Designing Custom Syntax for @formula

I’m trying to understand the differences between the relatively compact implementation of a custom interpretation of ^ for @formula and the general advice on extending @formula, in particular the example here of how to implement a custom interpretation for poly().

The main source of the difference is that the latter creates a custom Term type, PolyTerm to hold the expression, and then implements a bunch of methods to deal with that type. In contrast, the code for ^ expands the terms out immediately in apply_schema without any reference to new term types.

Why the differences, and which is a better model to use?

Perhaps without something like a PowerToTerm for ^ it would be harder to construct formulae programmatically?

- _Set task 1_:
State whether each statement agrees with the forum post on custom @formula syntax, answering yes or no and quoting the deciding words of the post: (a) The poly() example defines a new term type called PolyTerm. (b) The code for ^ introduces a new term type to hold its expression. (c) The writer asks which of the two approaches is a better model to use.
- _Set task 2_:
Extend the forum post on designing custom syntax for @formula, beginning after its final sentence.
The material is not needed.

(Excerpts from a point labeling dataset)
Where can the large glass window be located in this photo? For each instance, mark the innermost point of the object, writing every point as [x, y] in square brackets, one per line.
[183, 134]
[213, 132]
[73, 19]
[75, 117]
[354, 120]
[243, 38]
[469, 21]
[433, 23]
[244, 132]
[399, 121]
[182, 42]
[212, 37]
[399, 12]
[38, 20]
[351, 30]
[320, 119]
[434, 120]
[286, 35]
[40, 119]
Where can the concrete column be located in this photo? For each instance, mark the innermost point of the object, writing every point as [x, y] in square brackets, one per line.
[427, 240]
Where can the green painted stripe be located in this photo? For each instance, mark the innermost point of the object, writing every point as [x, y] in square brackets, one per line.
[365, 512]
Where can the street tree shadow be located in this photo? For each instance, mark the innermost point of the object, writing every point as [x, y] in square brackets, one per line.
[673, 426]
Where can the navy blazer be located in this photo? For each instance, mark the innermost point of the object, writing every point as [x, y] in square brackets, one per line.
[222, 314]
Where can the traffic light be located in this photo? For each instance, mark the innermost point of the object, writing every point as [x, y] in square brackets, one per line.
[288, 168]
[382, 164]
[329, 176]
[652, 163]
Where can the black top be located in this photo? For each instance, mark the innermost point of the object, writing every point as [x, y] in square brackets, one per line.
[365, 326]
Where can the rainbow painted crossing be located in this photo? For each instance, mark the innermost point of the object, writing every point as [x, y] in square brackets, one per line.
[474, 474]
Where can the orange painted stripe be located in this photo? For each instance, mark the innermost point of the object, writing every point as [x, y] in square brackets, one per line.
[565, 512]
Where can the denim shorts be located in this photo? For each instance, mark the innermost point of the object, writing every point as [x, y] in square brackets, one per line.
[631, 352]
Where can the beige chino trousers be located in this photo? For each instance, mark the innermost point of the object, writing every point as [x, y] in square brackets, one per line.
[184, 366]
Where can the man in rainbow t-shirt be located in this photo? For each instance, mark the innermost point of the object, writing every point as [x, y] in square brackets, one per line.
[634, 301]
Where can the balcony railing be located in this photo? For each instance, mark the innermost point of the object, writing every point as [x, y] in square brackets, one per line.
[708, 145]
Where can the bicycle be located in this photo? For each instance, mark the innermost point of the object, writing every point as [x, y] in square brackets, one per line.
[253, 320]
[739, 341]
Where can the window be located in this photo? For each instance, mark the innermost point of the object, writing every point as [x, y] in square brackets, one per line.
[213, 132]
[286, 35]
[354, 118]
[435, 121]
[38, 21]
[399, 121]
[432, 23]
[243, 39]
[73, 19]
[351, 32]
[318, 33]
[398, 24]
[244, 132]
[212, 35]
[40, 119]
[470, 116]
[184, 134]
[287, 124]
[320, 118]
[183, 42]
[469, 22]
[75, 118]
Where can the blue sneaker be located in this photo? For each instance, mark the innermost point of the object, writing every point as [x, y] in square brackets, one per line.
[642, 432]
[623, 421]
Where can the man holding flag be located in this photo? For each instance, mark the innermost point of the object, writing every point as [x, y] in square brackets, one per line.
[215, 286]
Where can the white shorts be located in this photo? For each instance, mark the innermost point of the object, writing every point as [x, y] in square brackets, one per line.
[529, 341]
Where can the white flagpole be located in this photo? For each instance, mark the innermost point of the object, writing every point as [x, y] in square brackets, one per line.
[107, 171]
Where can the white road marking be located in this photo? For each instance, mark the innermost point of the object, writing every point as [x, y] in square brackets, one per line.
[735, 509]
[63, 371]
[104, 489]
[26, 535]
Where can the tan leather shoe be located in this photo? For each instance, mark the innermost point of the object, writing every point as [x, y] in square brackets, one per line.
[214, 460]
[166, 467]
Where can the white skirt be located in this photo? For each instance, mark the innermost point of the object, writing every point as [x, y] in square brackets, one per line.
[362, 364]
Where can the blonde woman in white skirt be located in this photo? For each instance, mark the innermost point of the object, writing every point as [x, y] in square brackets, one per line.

- _Exercise response 1_:
(a) Yes: "creates a custom Term type, PolyTerm to hold the expression"
(b) No: "expands the terms out immediately in apply_schema without any reference to new term types"
(c) Yes: "which is a better model to use?"

- _Exercise response 2_:
I actually go back and forth on this issue. Originally in StatsModels.jl, ALL of the special syntax stuff happened at parse time, inside the macro. So the formula that comes out at the end of a * b has a + b + a&b and no memory of a * b. Recently we’ve started to move more of that into run time by adding methods for things like Base.:*(a::Term, b::Term) = a + b + a & b, rather than having a transformation that works on the Expr that hte macro sees. IIRC all that stuff is languishing in FunctionTerm is dead, long live FunctionTerm by kleinschmidt · Pull Request #183 · JuliaStats/StatsModels.jl · GitHub and I’ve had some second thoughts in the intervening time. Adding all those methods puts an even bigger burden on the compiler, but using a very differnet approach would require even more dramatic internal (and possibly external) changes (e.g., could be hard to have stuff like term(:a) * term(:b) work without defining those methods).

So, all of which is to say, it’s a design decision, and there’s no obviously correct choice :slight_smile: I’d say that the best starting point is PROBABLY to start with a PolyTerm-like approach, rather than the ^ approach. It’s a lot simpler to get the bookkeeping right if you have a 1-1 match between the input FunctionTerm and the output terms. It’s possible to handle 1-to-many transforms but it can get fiddly (see some of the stuff around / for instance, or how / is handled on the RHS of random effects in MixedModels.jl)